The Body in Question

John Haber
in New York City

Gallery-Going: Fall 2002

As politicians turn peace into perpetual war, the art world seems way ahead of the game. Artists, after all, have been wondering for years about the possibility of revolution or change.

Perhaps I have fooled myself into imagining a bitter kind of warfare even in art. Looking, I kept thinking, has become more of a physical act. Sam Taylor-Wood's Sleep (Matthew Marks Gallery, 2002)

Art, I keep thinking, has grown more visceral. It makes sense. It expresses vulnerability to events and even to images, like the ones replayed over and over last year. Only I might be imagining it, projecting my needs. Or I might be overreacting, projecting instead my fears of sentimental responses that surely I had put behind me. Walk with me through exhibits by Wim Delvoye and Karen Atherton, Sam Taylor-Wood and Tracy Emin, Gary Hill, Justine Kurland and Daniel Rozin, and others in this mixed-up fall.

Just one momento mori

Then, too, I might be seeing nothing more than a tired normalcy. What sounds more like a cliché by now than the body in art? Feminism, Minimalism, performance—they all put that one on the table decades ago. All of them indeed rebelled against and extended older notions of the physical in art, from Giacometti's nightmares to formalist interpretations of Jackson Pollock or Mark Rothko as "objecthood." The theme has since lost whatever claims it might once have had to an association with sincerity, after so many retreads of Neo-Expressionism.

Task statement
Please pick up the gallery review after its last sentence and keep writing it. The data after this point is separate from the gallery review.

Data provided
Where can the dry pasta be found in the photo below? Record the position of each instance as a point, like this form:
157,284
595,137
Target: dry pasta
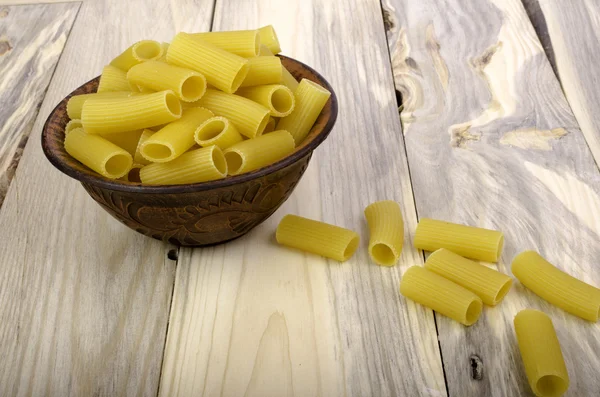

Written response
On the third or fourth hand, this whole pocket history makes sense because looking really is an act. I mean that in all senses of the word—as pretense and as physical process. It took convention for Western art to pretend otherwise for so long, to aspire to Victorian ideals of sight as above it all.

A new theme sounds grand. one group show even calls itself "Immediate Gesture." In today's art scene, however, to ask where the bodies are buried has a more jaded meaning. Surely one sees much the same artists as ever, doing their thing as if the 1990s had never come an end.

Will Cotton has his usual painterly close-ups of sex and food, starkly physical concerns only in the self-indulgent sense of a Brett Easton Ellis novel. Wim Delvoye still offers gothic art for the S&M crowd. They could start their own FAO Schwarz, thanks to his miniature tractor in trefoil patterns and a smooth finish. They could see whether other species will play along, with birdhouses decked out in leather and chains. From across the room, his stained glass has a decorative charm, a tension between architectural aspirations and the gallery, and an awareness of the fragile boundaries between art and craft. Up close, minimalist or feminist ideas vanish into shadowy images on glass of human skeletons, alone or in a kiss.

Still, I kept feeling challenged as I had not before. I could not see the stained glass without thinking of a medieval memento mori, that remember of mortality. I could not see even toy construction machinery without thinking of the excavation of Ground Zero or the rituals that continue elsewhere this fall. In the back room, Karen Atherton's Shrines of twisted wood hold pools of blood-red wax. Like trees that had shriveled into death well before the axe, they have the same craft and chill, but rather less cheap exploitation.

Others sound like retreads, too. Sam Taylor-Wood once again photographs sex and death with a posh crowd of actors. Tracey Emin, as ever, still tells me how to respond to a woman's plight and then berates me for it. I first saw Gary Hill with his gripping video of a woman stepping forward to scream her lungs out a couple of years ago now. Yet I had not seen the whole story.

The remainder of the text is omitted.